Count the lines in the entries below that contain the word "bridge", and give only that number.

------ INFORMATION GIVEN ------

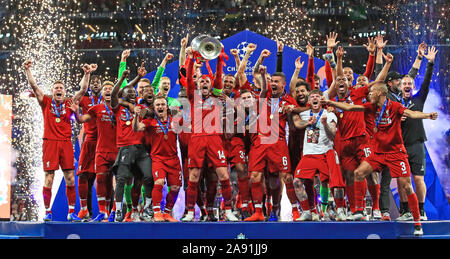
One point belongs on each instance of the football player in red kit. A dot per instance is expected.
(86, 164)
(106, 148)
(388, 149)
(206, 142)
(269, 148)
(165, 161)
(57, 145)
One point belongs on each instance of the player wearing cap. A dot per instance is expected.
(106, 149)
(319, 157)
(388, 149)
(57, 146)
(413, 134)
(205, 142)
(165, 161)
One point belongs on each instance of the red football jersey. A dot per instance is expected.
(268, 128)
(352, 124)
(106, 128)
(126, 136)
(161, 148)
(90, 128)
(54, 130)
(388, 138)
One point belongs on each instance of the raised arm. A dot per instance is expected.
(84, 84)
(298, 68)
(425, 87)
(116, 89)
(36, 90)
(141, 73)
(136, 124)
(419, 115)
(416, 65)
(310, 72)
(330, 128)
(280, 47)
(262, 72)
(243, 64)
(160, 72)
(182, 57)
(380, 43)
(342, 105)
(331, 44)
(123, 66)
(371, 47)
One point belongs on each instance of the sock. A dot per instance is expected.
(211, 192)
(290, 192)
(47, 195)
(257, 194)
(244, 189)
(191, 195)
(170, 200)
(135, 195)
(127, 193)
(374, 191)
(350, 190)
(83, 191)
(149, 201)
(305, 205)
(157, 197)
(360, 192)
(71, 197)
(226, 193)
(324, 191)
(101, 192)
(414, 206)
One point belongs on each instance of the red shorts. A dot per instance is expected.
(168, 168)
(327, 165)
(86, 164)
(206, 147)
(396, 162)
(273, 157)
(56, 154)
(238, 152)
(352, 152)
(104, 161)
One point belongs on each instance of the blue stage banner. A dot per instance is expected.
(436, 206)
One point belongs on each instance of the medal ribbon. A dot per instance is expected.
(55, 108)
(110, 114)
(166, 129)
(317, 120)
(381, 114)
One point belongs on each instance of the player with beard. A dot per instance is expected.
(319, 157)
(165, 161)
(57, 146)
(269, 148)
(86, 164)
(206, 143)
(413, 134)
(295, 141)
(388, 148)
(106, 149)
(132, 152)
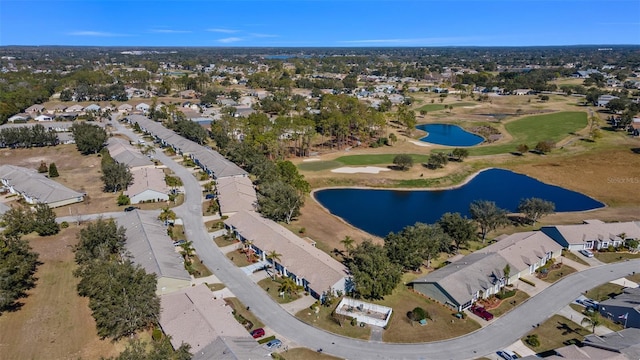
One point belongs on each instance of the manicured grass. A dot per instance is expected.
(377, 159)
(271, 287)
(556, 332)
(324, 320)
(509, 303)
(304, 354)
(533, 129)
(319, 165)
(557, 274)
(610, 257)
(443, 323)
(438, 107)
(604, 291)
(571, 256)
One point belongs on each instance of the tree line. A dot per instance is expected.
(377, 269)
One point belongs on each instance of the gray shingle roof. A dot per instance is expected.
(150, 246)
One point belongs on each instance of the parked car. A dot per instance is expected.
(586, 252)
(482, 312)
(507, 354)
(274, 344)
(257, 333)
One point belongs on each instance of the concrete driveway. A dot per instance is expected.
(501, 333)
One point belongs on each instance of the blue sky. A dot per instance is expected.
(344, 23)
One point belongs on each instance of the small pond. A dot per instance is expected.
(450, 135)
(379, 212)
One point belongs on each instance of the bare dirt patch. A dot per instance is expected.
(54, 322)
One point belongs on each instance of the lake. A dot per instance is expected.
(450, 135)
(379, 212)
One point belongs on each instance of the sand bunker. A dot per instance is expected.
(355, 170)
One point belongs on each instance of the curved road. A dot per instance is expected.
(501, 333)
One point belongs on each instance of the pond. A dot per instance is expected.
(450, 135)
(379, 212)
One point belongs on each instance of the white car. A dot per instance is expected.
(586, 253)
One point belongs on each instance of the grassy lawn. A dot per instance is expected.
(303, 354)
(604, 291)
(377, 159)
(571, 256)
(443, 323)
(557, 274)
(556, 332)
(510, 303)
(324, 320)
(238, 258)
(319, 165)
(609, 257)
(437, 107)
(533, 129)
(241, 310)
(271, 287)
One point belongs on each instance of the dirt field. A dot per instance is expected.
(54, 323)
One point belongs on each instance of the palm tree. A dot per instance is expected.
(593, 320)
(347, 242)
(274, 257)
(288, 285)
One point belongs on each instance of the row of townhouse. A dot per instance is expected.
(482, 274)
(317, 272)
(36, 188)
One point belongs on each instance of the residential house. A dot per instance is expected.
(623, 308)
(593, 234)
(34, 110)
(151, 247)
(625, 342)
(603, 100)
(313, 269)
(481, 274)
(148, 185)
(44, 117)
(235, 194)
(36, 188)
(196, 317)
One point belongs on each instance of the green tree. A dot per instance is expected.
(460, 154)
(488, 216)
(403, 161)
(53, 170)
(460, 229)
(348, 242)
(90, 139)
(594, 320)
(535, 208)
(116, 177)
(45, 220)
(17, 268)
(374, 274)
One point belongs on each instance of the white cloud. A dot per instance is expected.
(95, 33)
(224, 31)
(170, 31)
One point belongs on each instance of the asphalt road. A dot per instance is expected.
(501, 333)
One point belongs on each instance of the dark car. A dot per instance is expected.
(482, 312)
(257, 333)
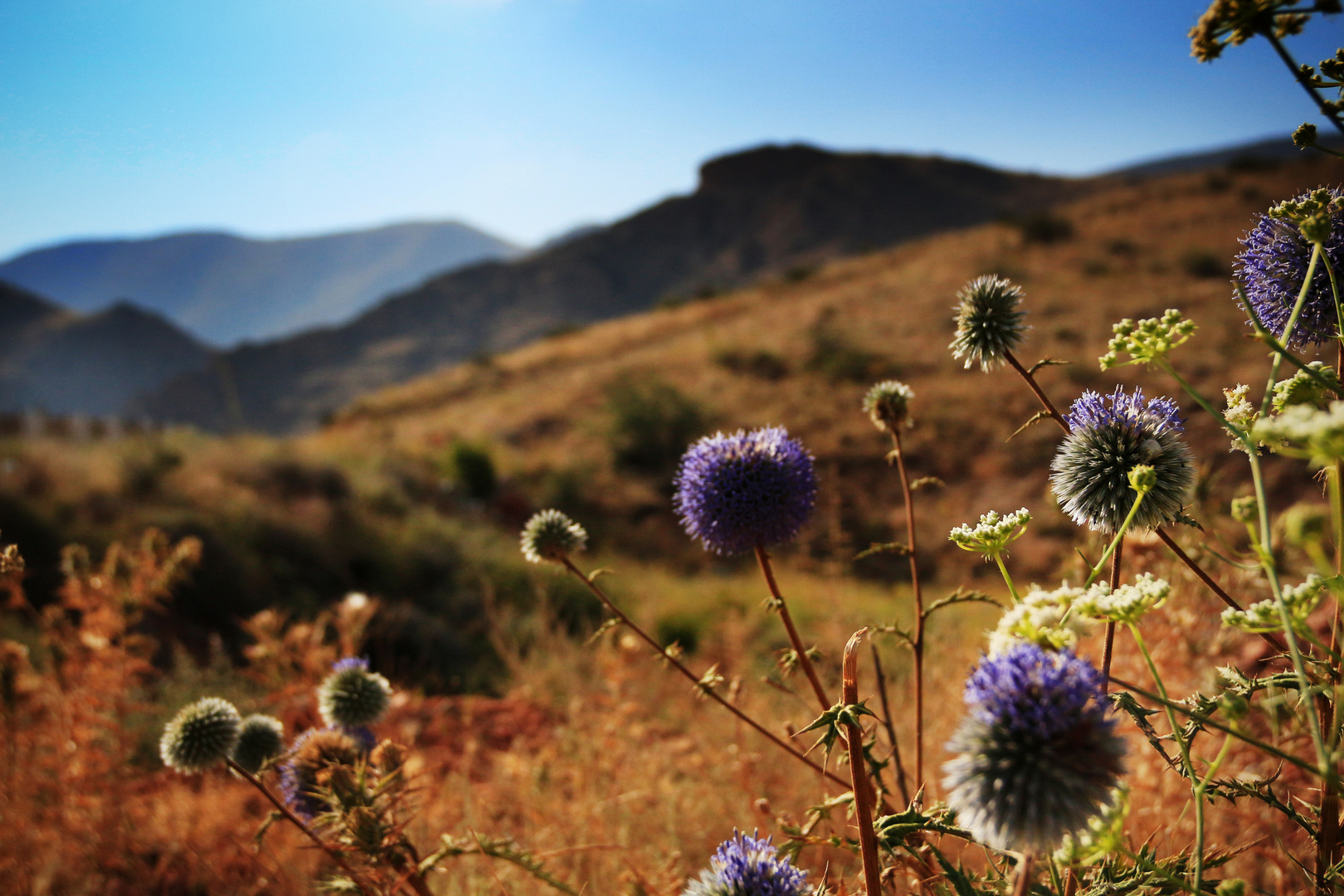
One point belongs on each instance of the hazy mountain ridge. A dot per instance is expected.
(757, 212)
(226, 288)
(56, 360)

------
------ INFORMATION GIVEN ------

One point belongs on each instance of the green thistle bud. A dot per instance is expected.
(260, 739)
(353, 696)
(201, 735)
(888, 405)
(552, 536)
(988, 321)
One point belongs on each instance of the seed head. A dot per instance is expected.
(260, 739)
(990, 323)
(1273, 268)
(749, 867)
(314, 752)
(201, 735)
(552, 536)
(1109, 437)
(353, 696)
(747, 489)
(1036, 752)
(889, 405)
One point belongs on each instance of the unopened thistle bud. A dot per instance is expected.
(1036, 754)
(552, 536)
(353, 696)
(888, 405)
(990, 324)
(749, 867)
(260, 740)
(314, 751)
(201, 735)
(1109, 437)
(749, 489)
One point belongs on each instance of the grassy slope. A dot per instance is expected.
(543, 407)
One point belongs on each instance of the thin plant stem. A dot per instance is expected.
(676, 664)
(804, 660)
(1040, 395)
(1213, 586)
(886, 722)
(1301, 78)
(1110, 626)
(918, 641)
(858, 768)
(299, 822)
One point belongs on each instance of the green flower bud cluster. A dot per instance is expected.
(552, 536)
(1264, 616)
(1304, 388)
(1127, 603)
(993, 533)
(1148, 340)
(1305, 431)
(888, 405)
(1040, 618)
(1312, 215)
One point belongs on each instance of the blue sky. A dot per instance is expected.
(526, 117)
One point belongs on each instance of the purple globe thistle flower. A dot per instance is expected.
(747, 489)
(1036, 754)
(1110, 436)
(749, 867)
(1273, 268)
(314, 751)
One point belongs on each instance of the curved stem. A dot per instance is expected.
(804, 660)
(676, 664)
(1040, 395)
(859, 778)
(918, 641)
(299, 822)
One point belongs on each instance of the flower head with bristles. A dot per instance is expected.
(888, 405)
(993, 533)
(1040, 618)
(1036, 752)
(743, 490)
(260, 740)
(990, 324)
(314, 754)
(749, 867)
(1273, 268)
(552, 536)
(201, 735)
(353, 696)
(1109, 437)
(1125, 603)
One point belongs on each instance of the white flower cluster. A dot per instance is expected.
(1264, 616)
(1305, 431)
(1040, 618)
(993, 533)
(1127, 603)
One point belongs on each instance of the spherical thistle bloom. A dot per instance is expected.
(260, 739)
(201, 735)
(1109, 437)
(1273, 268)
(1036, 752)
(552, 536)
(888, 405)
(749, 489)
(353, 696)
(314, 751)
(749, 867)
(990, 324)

------
------ INFORMATION GIVEN ------

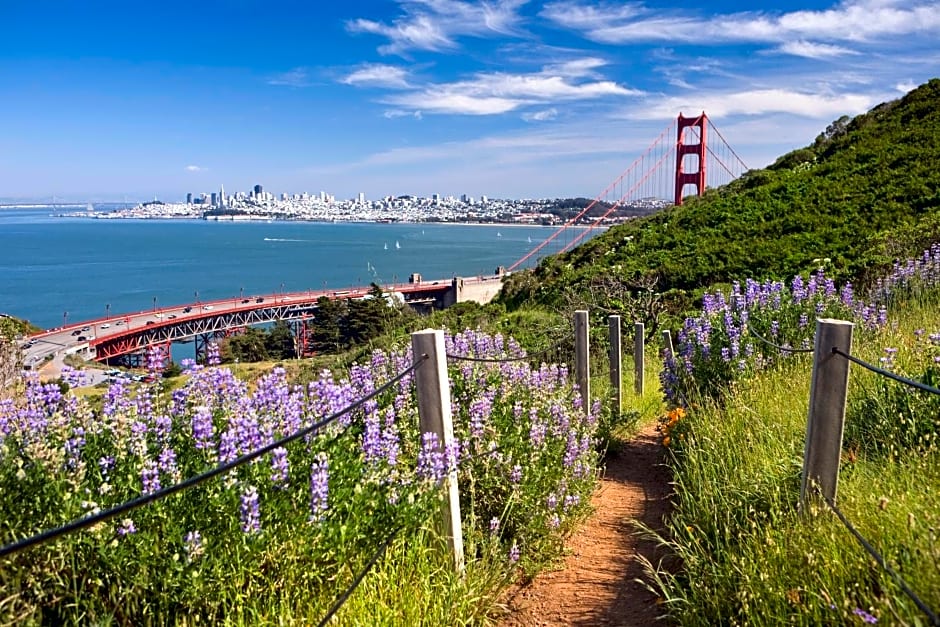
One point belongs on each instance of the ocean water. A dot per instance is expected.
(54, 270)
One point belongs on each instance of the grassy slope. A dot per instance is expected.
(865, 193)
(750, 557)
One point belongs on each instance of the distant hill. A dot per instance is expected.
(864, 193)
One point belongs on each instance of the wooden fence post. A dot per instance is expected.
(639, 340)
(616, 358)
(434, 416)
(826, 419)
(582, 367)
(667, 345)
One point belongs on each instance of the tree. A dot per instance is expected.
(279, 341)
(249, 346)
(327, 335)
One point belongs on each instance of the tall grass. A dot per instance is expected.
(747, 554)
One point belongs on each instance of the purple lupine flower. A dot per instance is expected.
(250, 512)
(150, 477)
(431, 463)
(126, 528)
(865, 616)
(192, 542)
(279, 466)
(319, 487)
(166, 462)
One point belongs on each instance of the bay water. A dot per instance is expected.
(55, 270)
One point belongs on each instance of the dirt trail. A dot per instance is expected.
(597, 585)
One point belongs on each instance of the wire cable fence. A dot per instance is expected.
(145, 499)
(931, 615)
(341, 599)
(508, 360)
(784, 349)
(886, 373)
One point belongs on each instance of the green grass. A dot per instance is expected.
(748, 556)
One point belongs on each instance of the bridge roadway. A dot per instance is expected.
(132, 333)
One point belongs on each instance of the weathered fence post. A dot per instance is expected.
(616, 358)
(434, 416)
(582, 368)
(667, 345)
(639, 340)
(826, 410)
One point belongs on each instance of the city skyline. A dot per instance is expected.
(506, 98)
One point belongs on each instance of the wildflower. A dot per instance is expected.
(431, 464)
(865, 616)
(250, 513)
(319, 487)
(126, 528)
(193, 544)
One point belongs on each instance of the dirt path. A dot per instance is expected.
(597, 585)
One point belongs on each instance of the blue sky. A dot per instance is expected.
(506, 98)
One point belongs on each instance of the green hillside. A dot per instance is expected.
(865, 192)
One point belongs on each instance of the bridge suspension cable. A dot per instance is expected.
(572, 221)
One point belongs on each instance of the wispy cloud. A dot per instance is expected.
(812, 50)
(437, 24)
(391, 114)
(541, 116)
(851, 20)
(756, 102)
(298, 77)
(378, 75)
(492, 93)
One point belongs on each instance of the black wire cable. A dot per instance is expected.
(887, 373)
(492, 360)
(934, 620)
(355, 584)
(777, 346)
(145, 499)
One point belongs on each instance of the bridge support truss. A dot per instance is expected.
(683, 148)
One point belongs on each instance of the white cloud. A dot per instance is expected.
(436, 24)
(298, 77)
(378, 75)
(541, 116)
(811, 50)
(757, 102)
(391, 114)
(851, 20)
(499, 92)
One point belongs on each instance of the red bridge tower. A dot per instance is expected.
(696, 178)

------

**ANSWER TO THE PROBLEM**: 4